start DOCUMENT

One, EAP is designed for freeways ONLY so any logic or learning on side roads or cities are not even a part of the processing and that's why it doesn't detect a lot of things or is stupid.

Two the upgrade to the V3 hardware is going to vastly improve what the car can see around it and at a much improved resolution. That plus the huge amount of new logic for FSD will make the experience 100% different.

So for the love of god stop comparing EAP to FSD, it does not make any sense what so ever. It's like comparing an old Nokia phone from the 90s to a smart phone today.
 
Guys u think you need to fully understand that what we have for EAP is not at all what we are going to see for FSD.

One, EAP is designed for freeways ONLY so any logic or learning on side roads or cities are not even a part of the processing and that's why it doesn't detect a lot of things or is stupid.

Two the upgrade to the V3 hardware is going to vastly improve what the car can see around it and at a much improved resolution. That plus the huge amount of new logic for FSD will make the experience 100% different.

So for the love of god stop comparing EAP to FSD, it does not make any sense what so ever. It's like comparing an old Nokia phone from the 90s to a smart phone today.

Yeah, not really though. You have no idea what FSD will be capable of - whereas I'm very familiar with EAP and its limitations, like when it almost slams me into a wall when I approach a turn where dirt and slush completely obscure the fog line. I completely agree that HW3 will be better and faster, probably making microadjustments more smoothly and making phantom braking a thing of the past. But I don't see any reason to believe it will be able to perfectly navigate in areas without lane lines, or cross a busy highway to make a left, simply because we already know what the cameras see and just upgrading speed isn't going to change it. Level 3 FSD in general city driving is orders of magnitude harder than Level 2 highway driving and all I've seen from Tesla are gradual improvements to Level 2.
 
Guys u think you need to fully understand that what we have for EAP is not at all what we are going to see for FSD.

One, EAP is designed for freeways ONLY so any logic or learning on side roads or cities are not even a part of the processing and that's why it doesn't detect a lot of things or is stupid.

Two the upgrade to the V3 hardware is going to vastly improve what the car can see around it and at a much improved resolution. That plus the huge amount of new logic for FSD will make the experience 100% different.

So for the love of god stop comparing EAP to FSD, it does not make any sense what so ever. It's like comparing an old Nokia phone from the 90s to a smart phone today.

This sounds like baseless and hopeful speculation.
 
Full Self-Driving Capability
All new Tesla cars have the hardware needed in the future for full self-driving in almost all circumstances. The system is designed to be able to conduct short and long distance trips with no action required by the person in the driver’s seat.

end DOCUMENT
start EXTRACTED DATA

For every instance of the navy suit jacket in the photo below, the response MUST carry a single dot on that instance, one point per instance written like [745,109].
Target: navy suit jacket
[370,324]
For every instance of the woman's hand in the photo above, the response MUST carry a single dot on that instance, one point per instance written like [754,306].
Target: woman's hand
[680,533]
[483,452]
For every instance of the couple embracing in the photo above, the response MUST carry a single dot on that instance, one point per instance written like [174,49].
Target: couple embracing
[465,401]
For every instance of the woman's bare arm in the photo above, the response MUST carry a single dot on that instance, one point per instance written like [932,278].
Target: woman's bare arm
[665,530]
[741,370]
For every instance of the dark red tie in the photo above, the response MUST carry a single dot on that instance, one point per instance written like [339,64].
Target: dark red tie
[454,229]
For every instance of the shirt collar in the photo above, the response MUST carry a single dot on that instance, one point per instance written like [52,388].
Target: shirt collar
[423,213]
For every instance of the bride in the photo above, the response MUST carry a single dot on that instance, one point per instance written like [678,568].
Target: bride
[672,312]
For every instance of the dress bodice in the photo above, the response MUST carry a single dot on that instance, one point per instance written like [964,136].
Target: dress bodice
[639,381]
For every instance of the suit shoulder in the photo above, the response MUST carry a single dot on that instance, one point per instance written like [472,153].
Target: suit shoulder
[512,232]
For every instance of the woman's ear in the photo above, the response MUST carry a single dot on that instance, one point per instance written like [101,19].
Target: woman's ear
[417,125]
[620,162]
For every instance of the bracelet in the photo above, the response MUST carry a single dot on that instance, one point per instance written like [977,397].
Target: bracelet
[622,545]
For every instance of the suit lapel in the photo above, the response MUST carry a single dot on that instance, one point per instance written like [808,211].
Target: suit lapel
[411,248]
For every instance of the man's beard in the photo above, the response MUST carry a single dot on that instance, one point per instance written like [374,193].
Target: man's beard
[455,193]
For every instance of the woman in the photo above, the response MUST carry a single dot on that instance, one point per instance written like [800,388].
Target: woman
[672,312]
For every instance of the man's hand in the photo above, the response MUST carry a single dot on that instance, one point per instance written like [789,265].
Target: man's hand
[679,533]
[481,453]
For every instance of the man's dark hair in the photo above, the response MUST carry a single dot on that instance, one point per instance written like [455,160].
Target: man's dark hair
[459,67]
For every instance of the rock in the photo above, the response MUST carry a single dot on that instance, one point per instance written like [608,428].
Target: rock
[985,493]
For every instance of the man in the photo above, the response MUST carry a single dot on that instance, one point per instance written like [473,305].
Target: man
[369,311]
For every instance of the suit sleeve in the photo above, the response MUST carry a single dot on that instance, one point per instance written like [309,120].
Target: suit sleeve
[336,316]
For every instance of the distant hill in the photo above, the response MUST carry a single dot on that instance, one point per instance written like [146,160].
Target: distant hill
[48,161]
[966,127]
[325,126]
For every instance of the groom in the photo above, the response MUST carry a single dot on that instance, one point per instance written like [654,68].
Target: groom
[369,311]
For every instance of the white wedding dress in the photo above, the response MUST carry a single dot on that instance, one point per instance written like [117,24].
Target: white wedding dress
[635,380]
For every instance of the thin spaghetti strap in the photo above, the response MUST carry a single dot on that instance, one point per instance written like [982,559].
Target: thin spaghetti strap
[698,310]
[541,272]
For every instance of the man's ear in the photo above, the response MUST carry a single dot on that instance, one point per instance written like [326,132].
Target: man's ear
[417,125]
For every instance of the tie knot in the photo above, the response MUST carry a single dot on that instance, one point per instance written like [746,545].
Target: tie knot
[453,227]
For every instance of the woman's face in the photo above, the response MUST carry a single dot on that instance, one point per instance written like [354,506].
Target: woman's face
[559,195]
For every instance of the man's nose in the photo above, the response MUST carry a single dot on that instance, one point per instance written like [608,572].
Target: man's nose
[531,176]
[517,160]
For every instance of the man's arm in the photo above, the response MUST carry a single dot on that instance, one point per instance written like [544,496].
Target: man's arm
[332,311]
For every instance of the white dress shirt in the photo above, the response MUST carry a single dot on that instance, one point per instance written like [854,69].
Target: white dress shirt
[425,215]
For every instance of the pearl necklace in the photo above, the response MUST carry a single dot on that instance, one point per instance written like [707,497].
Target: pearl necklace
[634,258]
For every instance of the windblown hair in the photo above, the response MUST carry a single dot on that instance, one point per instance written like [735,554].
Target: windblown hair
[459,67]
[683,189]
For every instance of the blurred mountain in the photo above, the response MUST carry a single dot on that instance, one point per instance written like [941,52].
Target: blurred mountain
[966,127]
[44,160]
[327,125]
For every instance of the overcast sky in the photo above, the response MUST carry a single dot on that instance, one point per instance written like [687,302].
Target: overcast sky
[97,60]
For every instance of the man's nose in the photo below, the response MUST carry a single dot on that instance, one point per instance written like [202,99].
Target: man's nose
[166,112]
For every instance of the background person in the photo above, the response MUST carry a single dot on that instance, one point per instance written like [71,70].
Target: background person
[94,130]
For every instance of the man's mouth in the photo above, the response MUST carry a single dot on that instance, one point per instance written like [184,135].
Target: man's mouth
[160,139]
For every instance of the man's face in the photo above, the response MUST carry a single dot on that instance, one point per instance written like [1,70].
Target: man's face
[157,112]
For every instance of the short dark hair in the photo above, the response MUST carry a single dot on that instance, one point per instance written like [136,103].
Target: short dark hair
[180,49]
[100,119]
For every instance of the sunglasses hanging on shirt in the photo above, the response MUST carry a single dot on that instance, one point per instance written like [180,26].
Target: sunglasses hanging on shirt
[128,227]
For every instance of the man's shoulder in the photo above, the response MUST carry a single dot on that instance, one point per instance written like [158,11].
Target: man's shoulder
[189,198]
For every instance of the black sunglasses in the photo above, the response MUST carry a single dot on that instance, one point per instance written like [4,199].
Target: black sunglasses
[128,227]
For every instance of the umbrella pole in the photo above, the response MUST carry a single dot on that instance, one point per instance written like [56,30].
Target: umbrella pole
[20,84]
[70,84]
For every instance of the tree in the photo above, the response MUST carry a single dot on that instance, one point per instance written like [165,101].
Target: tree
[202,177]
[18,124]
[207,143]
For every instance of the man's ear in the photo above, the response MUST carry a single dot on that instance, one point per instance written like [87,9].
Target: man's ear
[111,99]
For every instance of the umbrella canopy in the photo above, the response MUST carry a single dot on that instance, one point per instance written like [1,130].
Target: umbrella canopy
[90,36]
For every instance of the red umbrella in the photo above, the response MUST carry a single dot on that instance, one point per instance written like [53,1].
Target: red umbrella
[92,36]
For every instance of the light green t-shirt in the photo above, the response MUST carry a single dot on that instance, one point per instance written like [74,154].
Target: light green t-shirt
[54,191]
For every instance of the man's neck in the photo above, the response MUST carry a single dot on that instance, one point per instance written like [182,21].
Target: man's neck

end EXTRACTED DATA

(EXERCISES TO COMPLETE):
**a)** Answer these questions using the discussion of EAP and FSD.
(i) What old device does the first post liken EAP to?
(ii) What obscures the fog line in the reply describing a near miss with a wall?
(iii) According to the closing part on Full Self-Driving Capability, what do all new Tesla cars have?
**b)** Reproduce the passage of the EAP and FSD discussion starting at "Full Self-Driving Capability" and ending at "the driver’s seat.".
**c)** Continue the discussion of EAP and FSD after its final sentence.

(EXPECTED ANSWERS):
**a)**
(i) An old Nokia phone from the 90s.
(ii) Dirt and slush.
(iii) The hardware needed in the future for full self-driving in almost all circumstances.

**b)**
Full Self-Driving Capability
All new Tesla cars have the hardware needed in the future for full self-driving in almost all circumstances. The system is designed to be able to conduct short and long distance trips with no action required by the person in the driver’s seat.

**c)**
It's interesting that page has a qualifier (boldface mine) that seems to offer them an out. I think Tesla might fall back on that and say it's achieving "full self-driving" if it's able to take you on five minutes of your journey, hit some situation that needs your manual intervention for 30 seconds, then does "full self-driving for another 10 minutes", you spot a situation that you have to intervene for 5 seconds, etc. "Well, it fully self-drove you for 98% of the duration of your trip, so that's full self-driving in almost all circumstances".

Whereas most of us would disagree and define FSD as when both no attention and no action is required for the entire contiguous journey.
 
AP1 really was good enough. Tesla went off the rails with FSD and its promises, in my opinion. I hated to see it happen. Make great EVs and EV support systems and let somebody else, the people have been working on that problem domain intensely for years, figure out the self driving stuff. I'm happy to see Tesla pulling back on both the promises and the expectations regarding FSD to something reasonable.
 
we already know what the cameras see

Not entirely, as currently both resolution and frame-rate is clipped on AFAIK all AP-relevant cameras to avoid overloading the APE. This limitation will be lifted with HW3.

Further, the expanded NNs designed for HW3 are reputed to provide a significant boost in recognition performance.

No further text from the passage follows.